Output each line of the material exactly as it stands.

[Stored data entries]
━━━━━━

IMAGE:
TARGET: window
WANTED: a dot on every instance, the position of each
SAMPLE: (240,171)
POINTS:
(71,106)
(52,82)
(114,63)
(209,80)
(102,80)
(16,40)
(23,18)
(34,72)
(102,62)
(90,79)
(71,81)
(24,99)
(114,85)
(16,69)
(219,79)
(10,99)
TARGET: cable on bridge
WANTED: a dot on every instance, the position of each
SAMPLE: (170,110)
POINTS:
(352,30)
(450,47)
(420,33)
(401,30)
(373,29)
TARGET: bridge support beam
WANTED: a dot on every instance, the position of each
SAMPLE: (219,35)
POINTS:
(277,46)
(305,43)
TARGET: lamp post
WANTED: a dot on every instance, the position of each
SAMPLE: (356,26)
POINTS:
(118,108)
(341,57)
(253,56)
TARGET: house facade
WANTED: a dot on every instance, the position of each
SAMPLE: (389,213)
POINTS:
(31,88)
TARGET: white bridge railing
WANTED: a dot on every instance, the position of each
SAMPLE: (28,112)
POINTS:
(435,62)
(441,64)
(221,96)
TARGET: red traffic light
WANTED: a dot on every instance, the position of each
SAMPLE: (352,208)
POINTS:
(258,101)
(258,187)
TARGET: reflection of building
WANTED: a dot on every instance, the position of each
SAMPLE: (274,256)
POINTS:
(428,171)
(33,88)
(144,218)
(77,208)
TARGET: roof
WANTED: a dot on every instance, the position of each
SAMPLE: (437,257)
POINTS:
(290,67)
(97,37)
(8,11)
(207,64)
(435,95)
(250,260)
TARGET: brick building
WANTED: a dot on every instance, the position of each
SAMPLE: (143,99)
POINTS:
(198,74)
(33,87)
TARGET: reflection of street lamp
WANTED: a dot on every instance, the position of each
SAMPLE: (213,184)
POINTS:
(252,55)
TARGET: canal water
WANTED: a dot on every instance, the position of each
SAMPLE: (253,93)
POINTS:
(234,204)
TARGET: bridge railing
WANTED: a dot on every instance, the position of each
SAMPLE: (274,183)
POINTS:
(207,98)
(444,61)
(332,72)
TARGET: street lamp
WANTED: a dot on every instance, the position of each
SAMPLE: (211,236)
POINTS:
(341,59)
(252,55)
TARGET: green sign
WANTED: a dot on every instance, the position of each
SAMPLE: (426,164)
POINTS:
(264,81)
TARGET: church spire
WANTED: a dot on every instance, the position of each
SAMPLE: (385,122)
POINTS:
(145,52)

━━━━━━

* [RESPONSE TO THE EXERCISE]:
IMAGE:
TARGET: window
WANTED: a dot on every instance, the position of each
SAMPLE: (240,171)
POINTS:
(71,106)
(52,82)
(114,63)
(209,80)
(102,80)
(16,40)
(23,18)
(34,72)
(102,62)
(90,79)
(71,81)
(24,99)
(114,85)
(16,69)
(219,79)
(10,99)
TARGET: cable on bridge
WANTED: a dot on every instance, the position of each
SAMPLE: (170,110)
POINTS:
(352,30)
(450,47)
(420,33)
(401,30)
(373,29)
TARGET: bridge support beam
WANTED: a dot on every instance, the position of each
SAMPLE: (219,35)
POINTS:
(277,46)
(305,43)
TARGET: lamp post
WANTED: a dot on every instance, the position of each
SAMPLE: (356,26)
POINTS:
(118,108)
(341,57)
(253,56)
TARGET: house facade
WANTED: a dot on every instance, the position of each
SAMPLE: (389,213)
POINTS:
(31,88)
TARGET: white bridge railing
WANTED: a dot on every instance, the position of each
SAMPLE: (28,112)
POINTS:
(435,62)
(441,64)
(221,96)
TARGET: red traffic light
WANTED: a dot on every instance, the position of each
SAMPLE: (352,208)
POINTS:
(258,101)
(258,187)
TARGET: reflection of building
WANTED: a dot on every instance, the position of each
SAMPLE: (274,256)
POINTS:
(428,171)
(33,88)
(144,218)
(77,208)
TARGET: roof
WANTED: a dot on every instance, the position of each
SAMPLE: (437,257)
POINTS:
(290,67)
(97,37)
(8,11)
(207,64)
(435,95)
(250,260)
TARGET: brick building
WANTED: a dot on every instance, the position of each
SAMPLE: (143,99)
POINTS:
(198,74)
(33,87)
TARGET: reflection of street lamp
WANTED: a dot on every instance, the position of each
SAMPLE: (213,184)
POINTS:
(252,55)
TARGET: canal water
WANTED: a dot on every instance, the position of each
SAMPLE: (253,93)
POINTS:
(234,204)
TARGET: bridge railing
WANTED: a dot on every instance, the position of each
SAMPLE: (274,183)
POINTS:
(207,98)
(444,61)
(332,72)
TARGET: street lamp
WANTED: a dot on every instance, the position of each
SAMPLE: (211,236)
POINTS:
(341,59)
(252,55)
TARGET: green sign
WANTED: a dot on every instance, the position of each
SAMPLE: (426,164)
POINTS:
(264,81)
TARGET: church spire
WANTED: a dot on every instance, the position of each
SAMPLE: (385,122)
POINTS:
(145,52)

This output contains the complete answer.